[Sunulan Metin]:

------------------------

Davacı, davalı işveren nezdinde 21.8.1997-30.7.1998 tarihleri arası çalıştığının tespitine karar verilmesini istemiştir.
Mahkeme ilamında belirtildiği şekilde, mahkemenin yetkisizliğine karar vermiştir.
Hükmün davacı vekili tarafından temyiz edilmesi üzerine temyiz isteğinin süresinde olduğu anlaşıldıktan ve Tetkik Hakimi tarafından düzenlenen raporla dosyadaki kağıtlar okunduktan sonra işin gereği düşünüldü ve aşağıdaki karar tesbit edildi.
Dava, davacının davalı Ç.Spor Klübünde 21.8.1997-30.7.1998 tarihleri arasında profesyonel futbolcu olarak çalıştığının tespiti talebine ilişkindir.
Mahkemece, işin görüldüğü yerin Ç.olduğu davaya bakmaya Çorlu İş Mahkemesinin yetkili olduğu gerekçesiyle dava dilekçesinin yetkisizlik nedeniyle reddine karar kesinleştikten sonra talep halinde dosyanın yetkili Çorlu İş Mahkemesine gönderilmesine karar verilmiştir.
Davacının yasal dayanağı 506 sayılı Yasa’nın 79. maddesidir. Hal böyle olunca uyuşmazlığın 506 sayılı Yasa’dan kaynaklandığı ve yetki sorununun 5521 sayılı İş Mahkemeleri Kanunu’nun 5. maddesi ile yollamada bulunduğu HUMK’nun 17. maddesi gereğince çözümlenmesi gerektiği açıktır.

------------------------

[Sağlanan Malzeme]:

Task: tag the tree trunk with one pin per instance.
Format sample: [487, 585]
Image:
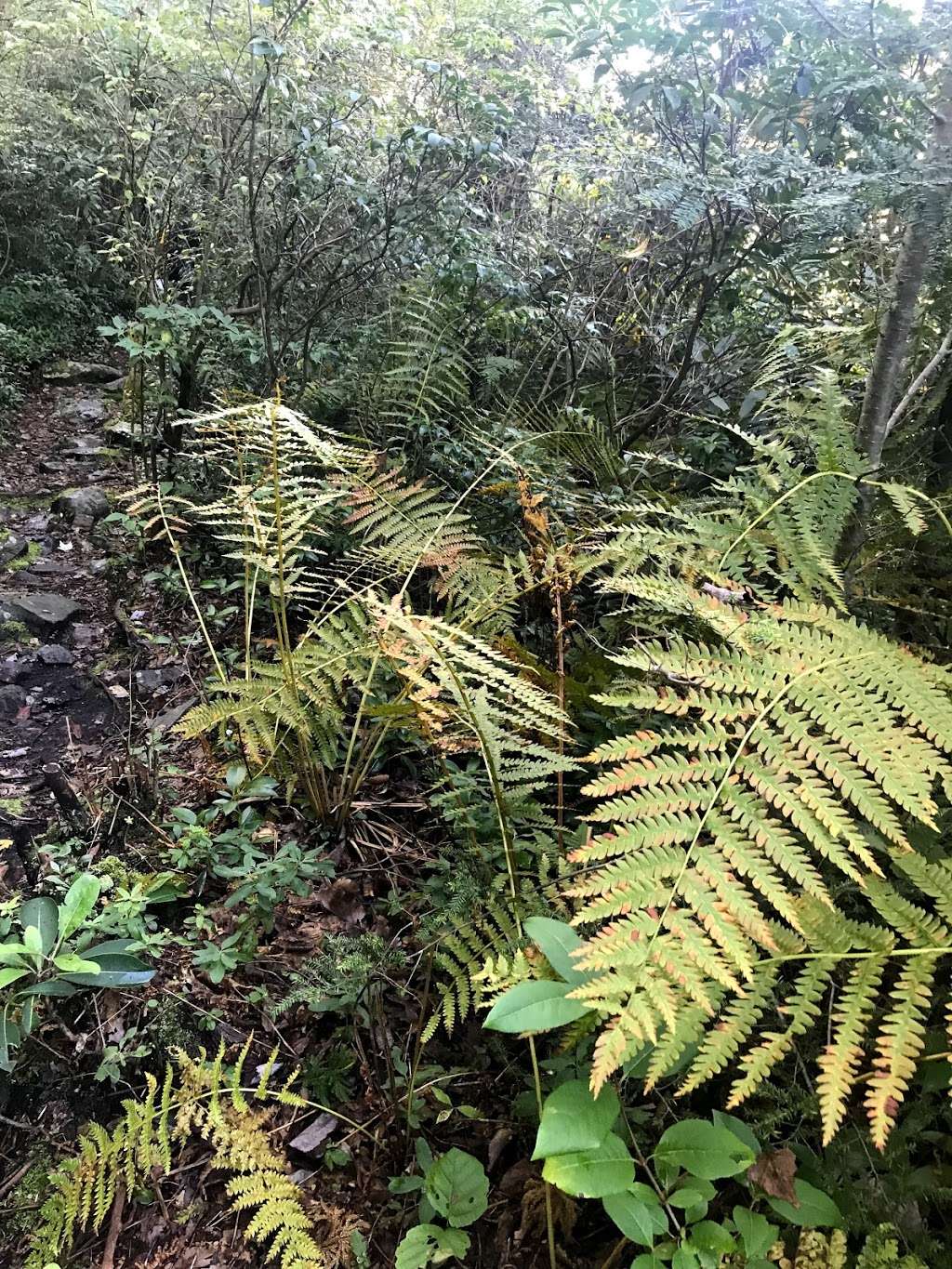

------------------------

[Yapılacak İş]: Metnin "Hükmün davacı vekili" ifadesinden "gönderilmesine karar verilmiştir." ifadesine kadar uzanan kısmını, "profesyonel futbolcu" yerine "amatör futbolcu" yazarak düzenleyiniz. Yanıtlarınızda yalnızca metne dayanınız.

[Görevin Çözümü]:
Hükmün davacı vekili tarafından temyiz edilmesi üzerine temyiz isteğinin süresinde olduğu anlaşıldıktan ve Tetkik Hakimi tarafından düzenlenen raporla dosyadaki kağıtlar okunduktan sonra işin gereği düşünüldü ve aşağıdaki karar tesbit edildi.
Dava, davacının davalı Ç.Spor Klübünde 21.8.1997-30.7.1998 tarihleri arasında amatör futbolcu olarak çalıştığının tespiti talebine ilişkindir.
Mahkemece, işin görüldüğü yerin Ç.olduğu davaya bakmaya Çorlu İş Mahkemesinin yetkili olduğu gerekçesiyle dava dilekçesinin yetkisizlik nedeniyle reddine karar kesinleştikten sonra talep halinde dosyanın yetkili Çorlu İş Mahkemesine gönderilmesine karar verilmiştir.